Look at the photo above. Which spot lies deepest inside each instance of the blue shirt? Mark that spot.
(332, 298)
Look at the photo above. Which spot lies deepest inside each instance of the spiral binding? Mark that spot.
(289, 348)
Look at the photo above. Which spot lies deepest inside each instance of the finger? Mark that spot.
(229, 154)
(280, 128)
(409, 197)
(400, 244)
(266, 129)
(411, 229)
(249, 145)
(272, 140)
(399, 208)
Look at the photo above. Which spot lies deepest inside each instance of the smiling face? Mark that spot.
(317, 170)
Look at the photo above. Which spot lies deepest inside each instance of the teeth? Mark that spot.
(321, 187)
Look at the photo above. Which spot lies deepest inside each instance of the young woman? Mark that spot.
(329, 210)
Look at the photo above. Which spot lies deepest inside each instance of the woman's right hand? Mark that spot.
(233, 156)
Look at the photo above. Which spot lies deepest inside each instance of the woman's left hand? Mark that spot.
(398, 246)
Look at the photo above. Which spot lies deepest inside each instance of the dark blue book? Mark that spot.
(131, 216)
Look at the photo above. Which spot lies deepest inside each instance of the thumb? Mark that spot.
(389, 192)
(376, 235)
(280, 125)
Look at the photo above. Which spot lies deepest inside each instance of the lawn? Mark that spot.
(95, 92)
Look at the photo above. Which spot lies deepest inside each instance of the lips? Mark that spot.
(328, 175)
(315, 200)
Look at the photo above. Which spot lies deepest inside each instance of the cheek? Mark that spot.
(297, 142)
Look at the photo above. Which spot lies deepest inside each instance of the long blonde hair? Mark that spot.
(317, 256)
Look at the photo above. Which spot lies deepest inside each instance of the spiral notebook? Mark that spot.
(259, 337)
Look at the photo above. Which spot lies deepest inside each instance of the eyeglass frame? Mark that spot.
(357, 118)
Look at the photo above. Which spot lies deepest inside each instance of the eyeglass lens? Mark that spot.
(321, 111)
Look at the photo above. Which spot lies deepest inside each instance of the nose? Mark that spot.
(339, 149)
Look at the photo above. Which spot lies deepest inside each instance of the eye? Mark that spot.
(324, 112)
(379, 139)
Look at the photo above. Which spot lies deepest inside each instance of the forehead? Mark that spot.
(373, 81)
***
◆ **Instructions to follow**
Return all of the items above word for word, in their original order.

◆ **Solution to the exercise**
Look at the photo above. Which spot lies deepest inside each instance of the blue shirt? Mark that spot.
(332, 298)
Look at the photo above. Which spot lies deepest inside each instance of the spiral binding? Mark that spot.
(289, 348)
Look at the photo above. Which spot lies deepest inside each instance of the finger? Mark that spot.
(229, 154)
(280, 128)
(409, 197)
(400, 244)
(266, 129)
(411, 229)
(249, 145)
(272, 140)
(399, 208)
Look at the photo above. Which spot lies deepest inside each instance of the smiling face? Mark that spot.
(317, 170)
Look at the photo above. Which spot lies deepest inside each instance of the teeth? Mark that spot.
(321, 187)
Look at the photo above. Which spot lies deepest inside each instance of the young woman? Mark that spot.
(329, 210)
Look at the photo above. Which spot lies deepest inside each instance of the woman's right hand? Mark that spot.
(233, 156)
Look at the photo above. Which spot lies deepest inside each instance of the woman's left hand? Mark that spot.
(398, 246)
Look at the photo above. Which spot lies deepest inside each instance of the dark blue book? Mark that spot.
(131, 216)
Look at the photo above. Which spot lies deepest inside each instance of the thumb? Mark that spot.
(389, 192)
(376, 235)
(280, 125)
Look at the photo above. Which spot lies deepest inside each instance of the lawn? Mark that spot.
(95, 92)
Look at the photo above. Which spot lies deepest inside each instance of the lips? Mark that spot.
(328, 175)
(315, 200)
Look at the photo above. Which spot lies deepest inside each instance of the cheek? Mark that spot.
(297, 142)
Look at the photo above. Which spot lies deepest inside each instance of the long blonde hair? Mark that spot.
(317, 256)
Look at the photo above. Which spot lies deepest inside each instance of the spiral notebook? Mark that spot.
(259, 337)
Look at the photo above. Which spot lies deepest inside each instance of the eyeglass frame? Mark that spot.
(357, 118)
Look at the photo above. Which spot lies deepest inside each instance of the eyeglass lens? Mark that spot.
(321, 111)
Look at the photo above. Which spot lies deepest inside each instance of the nose? Mark that spot.
(339, 149)
Look at the photo above. Which spot lies deepest inside each instance of the eye? Mark that spot.
(324, 112)
(379, 139)
Look at the photo above. Which spot lies deepest inside each instance of the forehead? Mark that spot.
(373, 81)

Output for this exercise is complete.